:: Parts of the exercise ::
A: Set down the part of the Gerrit mailing-list excerpt that opens with the words containing "You need to register" and closes with "the new workflow.", copied exactly.
B: Answer these questions using the Gerrit mailing-list excerpt:
(i) What must a user obtain from somewhere before using Gerrit?
(ii) Which tool is said to have a much steeper learning curve than Gerrit?
(iii) Which file was updated with an overview of the steps for using Gerrit?
C: Continue the Gerrit mailing-list excerpt from where it stops.

2011-10-20 Thread Jon Povey
openocd-development-boun...@lists.berlios.de wrote:
 Jon Povey wrote:
 this additional barrier to contributing does put me and others off
 contributing in future.

 Using Git is also a barrier for some, perhaps even for many. Gerrit
 is new, so sure there will be resistance. Maybe sometime it will be
 just as common as Git itself.

 I think the learning curve for Git is much steeper than for Gerrit.

For sure. But I've had to learn git already for other reasons :)

 Please look at the updated HACKING file, or my previous email, for an
 overview of the quick and simple steps to use Gerrit:

 You need an OpenID from somewhere (let me know if you want
 one from me)
 You need to register on a web page and pick a username
 You need to set an HTTP password or upload a public SSH key

 The above takes not two minutes.

A bit of a simplification, you also need to do the git-side setup, and
have the general slowdown of fumbling around a bit until you get the
idea of the new workflow.
But not a huge amount of work, I agree.

:: Data section ::

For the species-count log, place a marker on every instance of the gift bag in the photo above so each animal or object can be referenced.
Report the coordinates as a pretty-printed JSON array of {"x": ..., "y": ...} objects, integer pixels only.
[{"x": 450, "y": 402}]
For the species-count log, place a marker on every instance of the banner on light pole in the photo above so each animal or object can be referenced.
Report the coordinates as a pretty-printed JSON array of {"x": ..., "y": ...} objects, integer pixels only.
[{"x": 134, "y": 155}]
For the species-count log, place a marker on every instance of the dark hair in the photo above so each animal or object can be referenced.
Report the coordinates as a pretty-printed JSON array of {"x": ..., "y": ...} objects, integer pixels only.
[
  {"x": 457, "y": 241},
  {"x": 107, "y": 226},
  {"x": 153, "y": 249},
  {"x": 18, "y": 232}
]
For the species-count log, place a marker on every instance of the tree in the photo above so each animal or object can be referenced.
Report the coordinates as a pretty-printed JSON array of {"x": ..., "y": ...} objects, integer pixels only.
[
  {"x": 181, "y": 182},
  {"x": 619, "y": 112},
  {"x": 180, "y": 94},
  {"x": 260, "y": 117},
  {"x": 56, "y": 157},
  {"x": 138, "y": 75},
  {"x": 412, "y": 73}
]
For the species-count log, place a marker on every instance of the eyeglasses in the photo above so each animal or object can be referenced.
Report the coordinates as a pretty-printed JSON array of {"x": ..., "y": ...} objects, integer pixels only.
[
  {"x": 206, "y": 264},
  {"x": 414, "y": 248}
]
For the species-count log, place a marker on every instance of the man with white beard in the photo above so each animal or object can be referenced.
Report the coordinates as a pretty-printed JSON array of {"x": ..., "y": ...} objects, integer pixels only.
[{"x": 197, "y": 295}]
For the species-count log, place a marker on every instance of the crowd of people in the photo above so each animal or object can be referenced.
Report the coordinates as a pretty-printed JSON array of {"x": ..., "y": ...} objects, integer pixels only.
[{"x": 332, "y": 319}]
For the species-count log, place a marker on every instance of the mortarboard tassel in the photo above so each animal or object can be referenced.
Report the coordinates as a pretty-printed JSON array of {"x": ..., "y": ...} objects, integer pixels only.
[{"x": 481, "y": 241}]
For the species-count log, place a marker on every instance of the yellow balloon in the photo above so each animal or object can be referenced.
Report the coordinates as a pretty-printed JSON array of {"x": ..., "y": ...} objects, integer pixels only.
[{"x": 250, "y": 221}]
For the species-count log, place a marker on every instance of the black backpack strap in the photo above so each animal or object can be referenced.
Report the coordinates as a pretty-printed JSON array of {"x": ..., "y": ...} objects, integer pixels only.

:: Task-by-task outputs ::
A:
You need to register on a web page and pick a username
 You need to set an HTTP password or upload a public SSH key

 The above takes not two minutes.

A bit of a simplification, you also need to do the git-side setup, and
have the general slowdown of fumbling around a bit until you get the
idea of the new workflow.

B:
(i) An OpenID.
(ii) Git.
(iii) The HACKING file.

C:
 An interesting fact is that in the project where I've seen Gerrit
 introduced there were several new contributors sending commits,
 who had previously never been seen on the mailing list. I was
 surprised, but in a good way!

There will be new contributors coming along to projects all the time, of
course.. Though I suppose maybe the gerrit way of doing things could
be preferable to some as it involves less human interaction and
discussion on mailing lists, maybe for people who are wary of getting
flamed for incorrect email setup (or signatures - sorry!) or who are
not confident in their English.

Great if gerrit works well for OpenOCD, I hope it does.
I just wanted to make the point that it does involve some extra hassle
to get started contributing, and that extra barrier and possible
negative effects did not seem to have been mentioned. Most of the
discussion seemed to be maintainers or energetic contributors enthusing
about how jazzy gerrit was going to be.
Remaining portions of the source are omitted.